< Back

Data Testing: The Data Docks

Author

Mats Van Audenaeren

Date

28/07/2025

Share this article

Every day, data arrives at our systems like ships coming into a busy harbor. Some carry containers, all labeled and packed just right. Others? Not so much. Think mismatched crates, missing tags, and mystery boxes that no one remembers ordering. That’s where data testing comes in.

 

The job is to check that every piece of data is clean, correctly labeled, and ready for its journey, whether it’s getting transformed, moved, or handed off to another system. In short: We test the data. But this isn’t about writing fancy algorithms or building dashboards with shiny graphs. This is about something much simpler, but just as important. It’s about making sure that what goes in is the same as what comes out.

If you’ve ever read a report and thought “Huh, that doesn’t look right,” chances are, something went wrong in the data pipeline. Maybe a column got dropped, a value was transformed incorrectly, or data types didn’t match. These tiny things can cause big problems: making bad decisions based on bad data. That’s why we put checkpoints in place. Little inspections to make sure every step of the data pipeline is working as it should.

****************

Aim 1 -
Lay out the lines of the listing as a numbered list, starting at its first line and ending at the line containing "170 46 L 171". Leave out any blank lines.
Aim 2 -
Keep writing the data testing article, picking up right after its last sentence.

****************

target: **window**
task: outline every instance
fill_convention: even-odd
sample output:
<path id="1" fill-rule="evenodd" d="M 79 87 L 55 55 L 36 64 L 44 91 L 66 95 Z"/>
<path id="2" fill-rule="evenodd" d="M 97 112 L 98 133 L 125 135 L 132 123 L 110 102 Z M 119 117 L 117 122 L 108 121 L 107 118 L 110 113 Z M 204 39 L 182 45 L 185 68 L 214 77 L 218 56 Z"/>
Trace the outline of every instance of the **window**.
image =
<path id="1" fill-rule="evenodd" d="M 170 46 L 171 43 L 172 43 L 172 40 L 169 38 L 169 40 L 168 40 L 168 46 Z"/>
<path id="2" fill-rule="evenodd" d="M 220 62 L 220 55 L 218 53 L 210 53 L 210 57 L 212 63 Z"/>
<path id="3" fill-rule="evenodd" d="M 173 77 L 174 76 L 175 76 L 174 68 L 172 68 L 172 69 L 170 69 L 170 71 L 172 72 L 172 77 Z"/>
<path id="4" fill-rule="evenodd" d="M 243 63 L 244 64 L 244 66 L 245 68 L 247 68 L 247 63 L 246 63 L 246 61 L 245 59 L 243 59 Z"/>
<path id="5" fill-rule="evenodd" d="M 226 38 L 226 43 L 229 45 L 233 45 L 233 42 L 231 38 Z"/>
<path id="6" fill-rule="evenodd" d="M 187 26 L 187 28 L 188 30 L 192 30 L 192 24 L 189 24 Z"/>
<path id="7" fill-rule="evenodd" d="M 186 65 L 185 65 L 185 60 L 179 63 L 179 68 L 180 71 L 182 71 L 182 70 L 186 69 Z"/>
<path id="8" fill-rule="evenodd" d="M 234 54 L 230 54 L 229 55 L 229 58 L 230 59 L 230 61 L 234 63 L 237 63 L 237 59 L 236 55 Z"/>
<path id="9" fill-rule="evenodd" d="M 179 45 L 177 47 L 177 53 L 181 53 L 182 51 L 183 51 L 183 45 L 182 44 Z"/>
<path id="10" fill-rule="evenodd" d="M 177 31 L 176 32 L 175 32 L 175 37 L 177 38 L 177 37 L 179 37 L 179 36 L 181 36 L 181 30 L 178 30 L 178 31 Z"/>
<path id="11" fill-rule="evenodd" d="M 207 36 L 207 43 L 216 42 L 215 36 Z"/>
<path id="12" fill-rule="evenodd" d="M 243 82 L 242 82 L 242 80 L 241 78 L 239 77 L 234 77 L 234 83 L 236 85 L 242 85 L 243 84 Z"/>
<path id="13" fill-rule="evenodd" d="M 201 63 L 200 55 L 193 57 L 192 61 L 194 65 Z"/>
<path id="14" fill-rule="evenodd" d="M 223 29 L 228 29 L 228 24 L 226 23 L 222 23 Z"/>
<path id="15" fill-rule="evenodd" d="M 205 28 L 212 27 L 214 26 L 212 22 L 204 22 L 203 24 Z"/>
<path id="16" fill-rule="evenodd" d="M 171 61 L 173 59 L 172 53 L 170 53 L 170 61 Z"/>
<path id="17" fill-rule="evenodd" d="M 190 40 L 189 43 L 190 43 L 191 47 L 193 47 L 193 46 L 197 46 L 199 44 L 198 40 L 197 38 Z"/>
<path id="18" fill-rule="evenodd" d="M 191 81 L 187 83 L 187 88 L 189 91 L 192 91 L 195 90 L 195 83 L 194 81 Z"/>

****************

Expected answer 1 -
1. target: **window**
2. task: outline every instance
3. fill_convention: even-odd
4. sample output:
5. <path id="1" fill-rule="evenodd" d="M 79 87 L 55 55 L 36 64 L 44 91 L 66 95 Z"/>
6. <path id="2" fill-rule="evenodd" d="M 97 112 L 98 133 L 125 135 L 132 123 L 110 102 Z M 119 117 L 117 122 L 108 121 L 107 118 L 110 113 Z M 204 39 L 182 45 L 185 68 L 214 77 L 218 56 Z"/>
7. Trace the outline of every instance of the **window**.
8. image =
9. <path id="1" fill-rule="evenodd" d="M 170 46 L 171 43 L 172 43 L 172 40 L 169 38 L 169 40 L 168 40 L 168 46 Z"/>

Expected answer 2 -
In this blog, I’ll walk you through the main types of data tests we run using SQL (and sometimes a bit of Python). We’ll keep it light, use simple examples, and follow our data like a shipping container: from its arrival, through its transformations, to its final destination.

 

Name Tags: Do the Tables Look Right?

Before we even peek inside the data, we need to make sure the tables and columns are named properly, and in the right order. It might sound boring, but trust me, this is one of the easiest ways things go wrong. Data is picky. Even small differences in naming or column order can break pipelines and confuse analysts. These tests are simple but powerful. By catching issues early, we avoid bigger problems later when transformations, reports, or migrations are already underway. It’s like checking the label before you open the container. Basic, but essential.

Let’s start by testing the container labels, or in technical terms: table names. Imagine unloading a ship and seeing boxes labeled: 

-        Cust_info_2022 

-        customer_information 

-        custinfo -  ci

 They might all contain customer data… or not. That’s why one of the first tests is to check table names. We want to make sure they match naming conventions based on the analysis and are consistent between systems (especially after migrations). We can test this with a simple SQL query. If there’s no result, something is wrong:

 

SELECT table_name

FROM information_schema.tables

WHERE table_name = 'your_expected_table_name';

Once we’ve confirmed the table names, we open up the containers  and check the columns. Imagine you’re looking for a column called email, and instead you find: e_mail, EmailAddress or mail. Or worse, all the columns are in a different order. That might not break things right away, but when someone joins two tables or runs a script expecting column #3 to be email, things fall apart. So we test that.

 

The tests are simple:

1.     Are the column names correct?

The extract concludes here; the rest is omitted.